Point annotations for the photos
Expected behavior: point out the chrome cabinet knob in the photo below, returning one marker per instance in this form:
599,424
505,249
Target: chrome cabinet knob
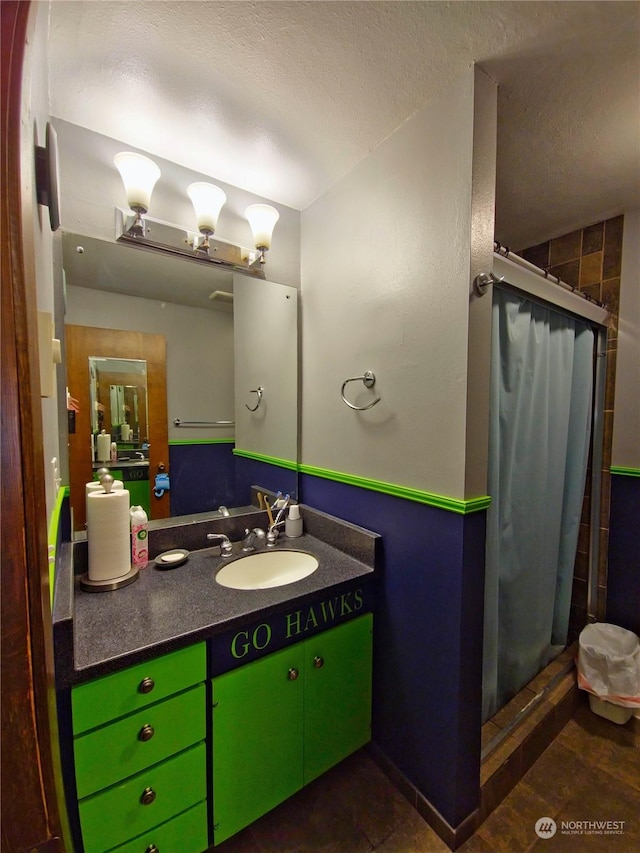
146,685
148,796
146,732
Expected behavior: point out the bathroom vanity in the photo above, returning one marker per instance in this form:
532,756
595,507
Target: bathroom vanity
187,709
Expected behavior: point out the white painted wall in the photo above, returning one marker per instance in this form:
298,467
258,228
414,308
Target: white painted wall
626,422
199,352
35,114
266,355
91,188
386,256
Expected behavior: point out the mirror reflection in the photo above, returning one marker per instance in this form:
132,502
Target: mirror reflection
118,399
112,289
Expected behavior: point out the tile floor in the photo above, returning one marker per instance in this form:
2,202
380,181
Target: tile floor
591,772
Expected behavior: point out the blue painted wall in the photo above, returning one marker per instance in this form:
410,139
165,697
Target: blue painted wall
206,476
202,477
251,472
427,639
623,576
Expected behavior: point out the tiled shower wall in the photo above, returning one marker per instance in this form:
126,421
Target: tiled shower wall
590,260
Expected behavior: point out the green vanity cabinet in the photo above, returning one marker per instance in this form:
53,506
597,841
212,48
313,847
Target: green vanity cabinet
140,755
337,694
257,738
281,721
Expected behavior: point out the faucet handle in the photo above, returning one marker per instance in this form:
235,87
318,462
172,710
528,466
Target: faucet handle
225,545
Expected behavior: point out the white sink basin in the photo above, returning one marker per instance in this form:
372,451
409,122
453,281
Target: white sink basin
267,569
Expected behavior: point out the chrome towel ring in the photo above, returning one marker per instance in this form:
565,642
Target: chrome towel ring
369,380
259,391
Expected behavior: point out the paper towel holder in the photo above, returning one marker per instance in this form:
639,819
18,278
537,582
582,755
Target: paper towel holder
108,584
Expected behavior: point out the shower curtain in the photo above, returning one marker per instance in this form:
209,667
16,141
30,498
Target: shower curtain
540,421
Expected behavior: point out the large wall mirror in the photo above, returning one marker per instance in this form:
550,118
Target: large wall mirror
122,293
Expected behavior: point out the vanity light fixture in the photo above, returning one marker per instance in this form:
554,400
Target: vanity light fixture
207,200
139,175
262,219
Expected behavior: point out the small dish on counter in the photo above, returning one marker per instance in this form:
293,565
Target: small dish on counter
171,559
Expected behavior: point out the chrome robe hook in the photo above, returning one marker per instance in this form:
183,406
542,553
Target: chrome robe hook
369,380
259,391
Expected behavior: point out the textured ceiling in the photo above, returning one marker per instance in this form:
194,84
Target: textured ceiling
283,98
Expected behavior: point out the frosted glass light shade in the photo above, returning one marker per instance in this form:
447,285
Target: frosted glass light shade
139,176
207,202
262,219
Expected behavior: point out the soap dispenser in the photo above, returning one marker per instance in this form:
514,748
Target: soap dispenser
293,524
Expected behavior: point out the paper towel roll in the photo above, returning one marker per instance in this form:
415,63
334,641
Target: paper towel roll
95,486
108,535
104,447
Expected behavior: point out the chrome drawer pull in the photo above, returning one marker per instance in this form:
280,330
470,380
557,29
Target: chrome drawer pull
146,685
148,796
146,732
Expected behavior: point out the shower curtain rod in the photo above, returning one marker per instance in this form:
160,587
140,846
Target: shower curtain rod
505,252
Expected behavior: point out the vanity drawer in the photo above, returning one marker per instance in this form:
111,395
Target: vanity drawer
187,833
144,801
112,696
106,755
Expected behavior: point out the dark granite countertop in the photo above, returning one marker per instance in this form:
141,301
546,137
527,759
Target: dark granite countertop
166,609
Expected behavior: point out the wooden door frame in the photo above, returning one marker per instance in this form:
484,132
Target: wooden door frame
30,812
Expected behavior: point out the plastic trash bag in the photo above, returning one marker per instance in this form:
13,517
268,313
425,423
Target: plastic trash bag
609,664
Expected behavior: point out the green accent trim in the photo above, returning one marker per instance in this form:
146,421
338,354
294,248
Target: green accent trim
272,460
180,441
52,536
627,472
463,507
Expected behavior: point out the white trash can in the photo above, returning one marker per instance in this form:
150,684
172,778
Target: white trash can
609,670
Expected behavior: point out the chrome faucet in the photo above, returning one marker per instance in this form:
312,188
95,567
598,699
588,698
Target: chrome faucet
225,543
251,537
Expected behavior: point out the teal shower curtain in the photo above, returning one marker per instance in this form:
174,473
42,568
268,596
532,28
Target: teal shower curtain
540,421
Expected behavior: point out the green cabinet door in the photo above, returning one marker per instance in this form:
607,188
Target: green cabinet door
257,739
337,694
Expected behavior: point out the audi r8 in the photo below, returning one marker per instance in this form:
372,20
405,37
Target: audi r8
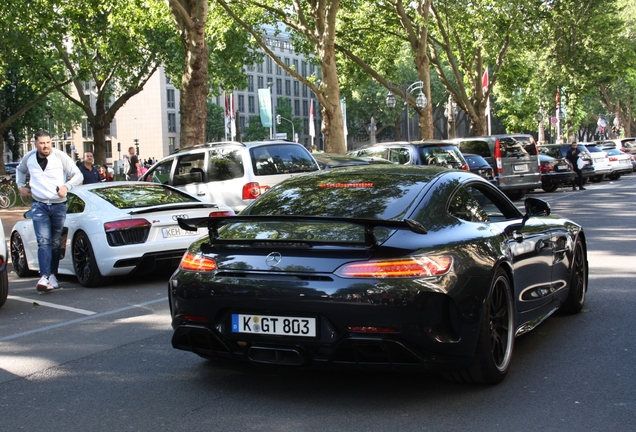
116,229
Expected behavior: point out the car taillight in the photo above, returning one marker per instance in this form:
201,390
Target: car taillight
253,190
222,213
420,266
498,156
198,263
125,232
546,167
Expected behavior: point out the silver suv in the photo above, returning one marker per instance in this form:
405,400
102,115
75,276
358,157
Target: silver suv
232,173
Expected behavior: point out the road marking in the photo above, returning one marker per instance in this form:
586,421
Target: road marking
78,320
53,305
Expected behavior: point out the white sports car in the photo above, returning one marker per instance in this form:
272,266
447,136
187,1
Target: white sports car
115,229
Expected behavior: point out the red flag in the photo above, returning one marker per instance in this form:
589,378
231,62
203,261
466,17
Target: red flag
312,128
484,81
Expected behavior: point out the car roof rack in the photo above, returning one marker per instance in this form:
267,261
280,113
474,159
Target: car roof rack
206,145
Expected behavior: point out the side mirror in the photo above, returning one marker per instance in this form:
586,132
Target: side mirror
534,207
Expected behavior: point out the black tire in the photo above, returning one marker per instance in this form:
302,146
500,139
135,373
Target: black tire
496,337
18,256
84,262
4,286
579,272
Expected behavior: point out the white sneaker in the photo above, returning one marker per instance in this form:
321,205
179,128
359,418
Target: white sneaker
44,285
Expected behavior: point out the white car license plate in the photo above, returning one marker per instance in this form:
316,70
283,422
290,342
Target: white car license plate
274,325
176,232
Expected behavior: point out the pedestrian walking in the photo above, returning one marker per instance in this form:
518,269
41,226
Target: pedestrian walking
48,169
574,157
89,172
133,166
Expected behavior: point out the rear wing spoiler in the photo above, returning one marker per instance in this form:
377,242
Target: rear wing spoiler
214,223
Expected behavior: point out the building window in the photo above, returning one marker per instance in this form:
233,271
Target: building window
109,149
241,103
268,62
288,64
87,130
170,96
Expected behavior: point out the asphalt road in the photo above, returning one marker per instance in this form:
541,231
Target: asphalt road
100,359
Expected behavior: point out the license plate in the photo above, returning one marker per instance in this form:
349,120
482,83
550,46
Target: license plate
274,325
177,232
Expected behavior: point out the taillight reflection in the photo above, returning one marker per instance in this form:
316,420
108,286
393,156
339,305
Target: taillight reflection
420,266
198,263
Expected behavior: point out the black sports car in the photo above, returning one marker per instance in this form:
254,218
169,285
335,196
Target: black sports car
403,267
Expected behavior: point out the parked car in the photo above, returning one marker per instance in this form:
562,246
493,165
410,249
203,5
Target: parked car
4,277
513,158
232,173
600,161
479,166
116,229
401,267
626,145
335,160
620,163
555,173
433,152
559,151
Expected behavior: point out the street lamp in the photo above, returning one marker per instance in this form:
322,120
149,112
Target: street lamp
420,101
279,118
451,113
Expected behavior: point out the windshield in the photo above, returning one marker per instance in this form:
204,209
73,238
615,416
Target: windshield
146,195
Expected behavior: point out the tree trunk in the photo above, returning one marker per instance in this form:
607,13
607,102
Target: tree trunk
191,17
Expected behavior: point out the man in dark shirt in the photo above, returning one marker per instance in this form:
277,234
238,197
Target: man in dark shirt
573,156
90,173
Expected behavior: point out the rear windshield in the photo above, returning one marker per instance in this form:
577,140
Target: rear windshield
477,147
446,156
136,195
281,159
555,152
510,147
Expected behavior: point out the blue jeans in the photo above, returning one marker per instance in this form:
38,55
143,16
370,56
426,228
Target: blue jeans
48,221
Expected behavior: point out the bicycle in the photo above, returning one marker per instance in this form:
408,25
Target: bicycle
8,196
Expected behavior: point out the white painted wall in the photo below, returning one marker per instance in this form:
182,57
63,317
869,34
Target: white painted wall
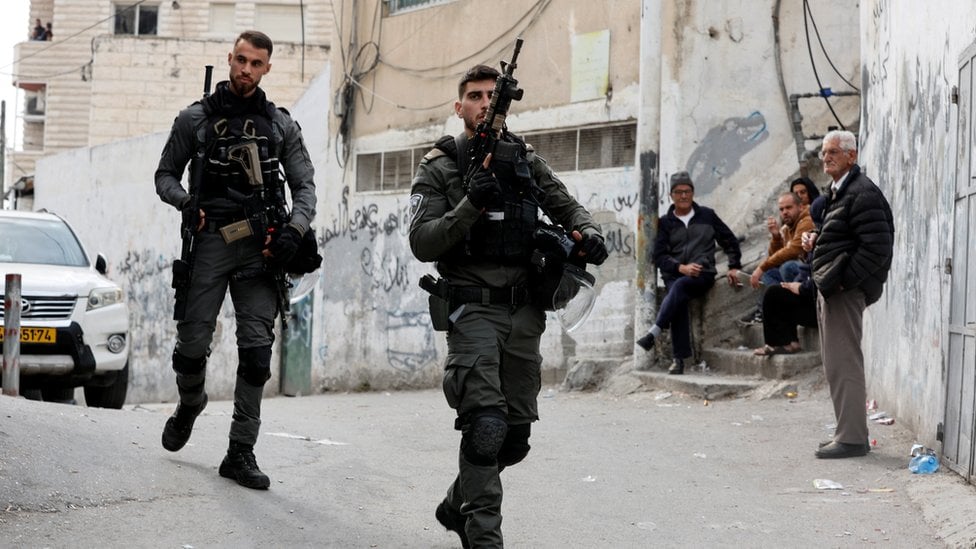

### Objective:
Gather every line of the records above that contains the string "trunk" and copy each one.

### Worked answer:
Expected behavior: point out the tree trunk in the photo above, returning one marker per instance in this form:
Target: tree trunk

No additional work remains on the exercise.